Given request: How many lines in the rows below contain the word "pink"? Reply with the number alone.

Dataset records:
•••••

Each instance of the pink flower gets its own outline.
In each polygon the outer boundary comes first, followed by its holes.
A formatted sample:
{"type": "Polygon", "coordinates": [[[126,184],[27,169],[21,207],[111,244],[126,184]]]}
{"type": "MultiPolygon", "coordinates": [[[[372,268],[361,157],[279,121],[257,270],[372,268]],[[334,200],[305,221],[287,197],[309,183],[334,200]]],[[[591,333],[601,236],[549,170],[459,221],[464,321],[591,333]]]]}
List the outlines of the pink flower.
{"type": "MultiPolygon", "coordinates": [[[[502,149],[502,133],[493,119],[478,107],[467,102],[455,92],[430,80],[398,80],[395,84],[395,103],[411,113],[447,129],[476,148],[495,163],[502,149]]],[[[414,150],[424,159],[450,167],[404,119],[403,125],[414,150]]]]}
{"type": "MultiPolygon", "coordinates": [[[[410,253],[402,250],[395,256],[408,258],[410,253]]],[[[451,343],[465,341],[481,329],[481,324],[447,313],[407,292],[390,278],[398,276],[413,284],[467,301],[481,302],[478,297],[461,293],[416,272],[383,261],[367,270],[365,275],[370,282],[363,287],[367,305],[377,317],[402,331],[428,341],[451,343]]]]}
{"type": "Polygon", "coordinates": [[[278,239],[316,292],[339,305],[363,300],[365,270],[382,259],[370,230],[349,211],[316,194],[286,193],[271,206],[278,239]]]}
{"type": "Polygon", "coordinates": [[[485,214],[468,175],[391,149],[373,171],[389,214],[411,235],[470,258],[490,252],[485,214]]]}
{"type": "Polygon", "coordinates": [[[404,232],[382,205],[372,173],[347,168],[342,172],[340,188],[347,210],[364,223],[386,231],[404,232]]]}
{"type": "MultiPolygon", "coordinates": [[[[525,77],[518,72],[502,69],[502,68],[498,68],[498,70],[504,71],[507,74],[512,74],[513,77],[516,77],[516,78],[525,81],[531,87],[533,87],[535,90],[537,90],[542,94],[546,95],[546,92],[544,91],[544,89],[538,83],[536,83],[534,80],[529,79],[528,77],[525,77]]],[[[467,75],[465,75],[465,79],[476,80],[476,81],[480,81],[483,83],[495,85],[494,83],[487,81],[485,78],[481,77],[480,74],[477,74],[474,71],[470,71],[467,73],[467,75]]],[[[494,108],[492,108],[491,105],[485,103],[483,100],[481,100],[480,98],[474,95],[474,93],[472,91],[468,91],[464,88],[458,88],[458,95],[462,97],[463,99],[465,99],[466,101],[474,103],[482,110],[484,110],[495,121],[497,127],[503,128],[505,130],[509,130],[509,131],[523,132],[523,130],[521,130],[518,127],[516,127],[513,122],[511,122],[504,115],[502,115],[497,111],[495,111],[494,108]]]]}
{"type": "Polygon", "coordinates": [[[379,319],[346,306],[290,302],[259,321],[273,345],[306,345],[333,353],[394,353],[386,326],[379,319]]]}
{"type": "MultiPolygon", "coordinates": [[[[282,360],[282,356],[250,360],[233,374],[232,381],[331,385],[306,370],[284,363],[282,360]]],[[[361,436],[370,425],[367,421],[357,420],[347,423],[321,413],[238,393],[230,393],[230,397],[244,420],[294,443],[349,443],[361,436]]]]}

•••••

Exercise output: 2